* [Document section]:
— BEGIN —

Partial List of People to Bleach by Gary Lutz

Reading Gary Lutz can be an exhausting experience: his carefully rendered, off-centered constructions are so minutely prepared that they retain their architecture from word to sentence to paragraph to section to story. Lutz’s previous efforts—Stories in the Worst Way and I Looked Alive—are conventional-length collections, but even though his new work, Partial List of People to Bleach, is published pamphlet-style and contains only 7 stories in 56 pages, the prose-density is still so high that this thin, stapled collection honestly feels more satisfying than the earlier volumes. It’s sort of like the EPs that used to hold us between LPs.

— END —

* [Source records]:

— BEGIN —

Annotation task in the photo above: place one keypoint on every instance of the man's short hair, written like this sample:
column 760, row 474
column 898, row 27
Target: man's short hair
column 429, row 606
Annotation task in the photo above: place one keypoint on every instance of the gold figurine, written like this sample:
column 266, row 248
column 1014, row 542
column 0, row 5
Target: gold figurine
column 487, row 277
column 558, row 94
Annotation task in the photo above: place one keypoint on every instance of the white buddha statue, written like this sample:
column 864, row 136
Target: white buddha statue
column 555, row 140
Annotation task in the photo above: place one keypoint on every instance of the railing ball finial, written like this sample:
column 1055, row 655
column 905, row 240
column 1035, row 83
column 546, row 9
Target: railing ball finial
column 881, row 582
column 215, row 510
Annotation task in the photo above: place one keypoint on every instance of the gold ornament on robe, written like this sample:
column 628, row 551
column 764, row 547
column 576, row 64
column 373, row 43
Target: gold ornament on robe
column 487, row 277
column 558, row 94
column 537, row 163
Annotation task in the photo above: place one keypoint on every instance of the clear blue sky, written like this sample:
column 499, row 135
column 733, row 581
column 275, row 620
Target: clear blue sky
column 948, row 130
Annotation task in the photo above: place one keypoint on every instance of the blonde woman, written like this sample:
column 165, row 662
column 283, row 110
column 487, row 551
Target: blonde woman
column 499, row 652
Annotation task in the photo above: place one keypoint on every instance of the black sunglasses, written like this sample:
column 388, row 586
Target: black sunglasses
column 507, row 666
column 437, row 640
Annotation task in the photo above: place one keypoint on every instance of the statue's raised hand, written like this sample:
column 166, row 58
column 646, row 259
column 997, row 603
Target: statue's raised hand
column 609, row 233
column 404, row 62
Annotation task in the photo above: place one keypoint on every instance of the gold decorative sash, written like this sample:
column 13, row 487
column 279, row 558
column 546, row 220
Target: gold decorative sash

— END —

* [Instruction 1]:
Repeat the passage from the book review word for word. Begin at the words "Partial List of People to Bleach by" and stop after the words "us between LPs.".
* [Instruction 2]:
Reproduce a stretch of the records line for line, beginning at the line that contains "of the clear" and stopping after the line that contains "column 499, row 652". Include both of those lines.

* [Written answer 1]:
Partial List of People to Bleach by Gary Lutz

Reading Gary Lutz can be an exhausting experience: his carefully rendered, off-centered constructions are so minutely prepared that they retain their architecture from word to sentence to paragraph to section to story. Lutz’s previous efforts—Stories in the Worst Way and I Looked Alive—are conventional-length collections, but even though his new work, Partial List of People to Bleach, is published pamphlet-style and contains only 7 stories in 56 pages, the prose-density is still so high that this thin, stapled collection honestly feels more satisfying than the earlier volumes. It’s sort of like the EPs that used to hold us between LPs.

* [Written answer 2]:
Annotation task in the photo above: place one keypoint on every instance of the clear blue sky, written like this sample:
column 499, row 135
column 733, row 581
column 275, row 620
Target: clear blue sky
column 948, row 130
Annotation task in the photo above: place one keypoint on every instance of the blonde woman, written like this sample:
column 165, row 662
column 283, row 110
column 487, row 551
Target: blonde woman
column 499, row 652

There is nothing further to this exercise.